WHAT IS BEING ASKED
Put the listing's lines into a JSON list of strings, one string per line with blank lines left out. Begin at the line that has "Mark the basil" and stop after the line that has "pixel 75 951".

STORED DATA
## begin
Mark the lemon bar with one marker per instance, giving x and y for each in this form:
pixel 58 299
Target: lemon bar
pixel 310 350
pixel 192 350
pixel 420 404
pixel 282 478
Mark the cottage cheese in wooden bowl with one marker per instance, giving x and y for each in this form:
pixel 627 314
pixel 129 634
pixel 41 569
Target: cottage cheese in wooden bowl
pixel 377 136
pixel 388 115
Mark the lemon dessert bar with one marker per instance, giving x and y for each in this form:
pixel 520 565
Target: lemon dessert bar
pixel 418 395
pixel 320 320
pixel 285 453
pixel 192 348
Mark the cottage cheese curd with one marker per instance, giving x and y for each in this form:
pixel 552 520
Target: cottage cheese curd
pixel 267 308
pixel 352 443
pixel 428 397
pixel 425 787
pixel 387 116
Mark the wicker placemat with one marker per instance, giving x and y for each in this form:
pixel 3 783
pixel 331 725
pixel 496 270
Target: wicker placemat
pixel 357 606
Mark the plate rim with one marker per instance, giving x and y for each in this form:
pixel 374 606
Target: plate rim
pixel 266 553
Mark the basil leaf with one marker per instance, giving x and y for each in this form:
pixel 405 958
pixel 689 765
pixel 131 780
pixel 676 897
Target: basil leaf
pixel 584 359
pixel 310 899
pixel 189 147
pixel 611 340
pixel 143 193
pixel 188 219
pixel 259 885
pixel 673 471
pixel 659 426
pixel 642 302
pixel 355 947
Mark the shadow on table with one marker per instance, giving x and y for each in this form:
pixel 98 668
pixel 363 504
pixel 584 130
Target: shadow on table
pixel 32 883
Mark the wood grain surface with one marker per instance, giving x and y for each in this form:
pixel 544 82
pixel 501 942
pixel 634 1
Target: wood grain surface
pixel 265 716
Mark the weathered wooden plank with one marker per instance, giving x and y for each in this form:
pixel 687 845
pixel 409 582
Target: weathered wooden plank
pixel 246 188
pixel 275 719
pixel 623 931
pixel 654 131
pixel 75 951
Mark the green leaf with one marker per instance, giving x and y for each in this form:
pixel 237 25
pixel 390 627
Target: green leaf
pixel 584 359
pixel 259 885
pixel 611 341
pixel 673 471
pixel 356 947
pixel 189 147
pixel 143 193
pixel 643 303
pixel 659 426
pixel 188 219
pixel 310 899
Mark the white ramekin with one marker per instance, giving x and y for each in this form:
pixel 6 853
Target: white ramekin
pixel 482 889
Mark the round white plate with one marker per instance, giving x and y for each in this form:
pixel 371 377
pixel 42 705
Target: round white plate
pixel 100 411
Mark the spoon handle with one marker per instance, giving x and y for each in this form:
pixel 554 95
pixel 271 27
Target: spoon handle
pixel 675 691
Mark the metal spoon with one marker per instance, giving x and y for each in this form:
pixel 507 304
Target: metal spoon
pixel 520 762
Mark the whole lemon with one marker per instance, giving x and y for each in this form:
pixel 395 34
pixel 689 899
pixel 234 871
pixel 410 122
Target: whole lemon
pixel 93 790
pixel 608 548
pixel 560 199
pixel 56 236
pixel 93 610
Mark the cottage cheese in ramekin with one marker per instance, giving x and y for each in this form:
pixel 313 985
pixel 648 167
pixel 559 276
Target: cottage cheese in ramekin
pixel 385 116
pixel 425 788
## end
SOLVED EXERCISE
[
  "Mark the basil leaf with one marker per instance, giving x and y for each in this form:",
  "pixel 405 958",
  "pixel 689 765",
  "pixel 131 780",
  "pixel 676 897",
  "Target: basil leaf",
  "pixel 584 359",
  "pixel 310 899",
  "pixel 189 147",
  "pixel 611 340",
  "pixel 143 193",
  "pixel 188 219",
  "pixel 259 885",
  "pixel 673 471",
  "pixel 659 426",
  "pixel 642 302",
  "pixel 355 947",
  "Mark the shadow on table with one marker per instance, giving x and y for each in this form:",
  "pixel 98 668",
  "pixel 363 504",
  "pixel 584 130",
  "Target: shadow on table",
  "pixel 32 883",
  "Mark the wood grain surface with one marker per instance, giving x and y for each in this form:",
  "pixel 544 82",
  "pixel 501 942",
  "pixel 634 1",
  "Target: wood grain surface",
  "pixel 265 716",
  "Mark the weathered wooden plank with one marker per instance, giving x and y for each in this form:",
  "pixel 687 845",
  "pixel 409 582",
  "Target: weathered wooden plank",
  "pixel 246 188",
  "pixel 275 719",
  "pixel 623 931",
  "pixel 654 131",
  "pixel 75 951"
]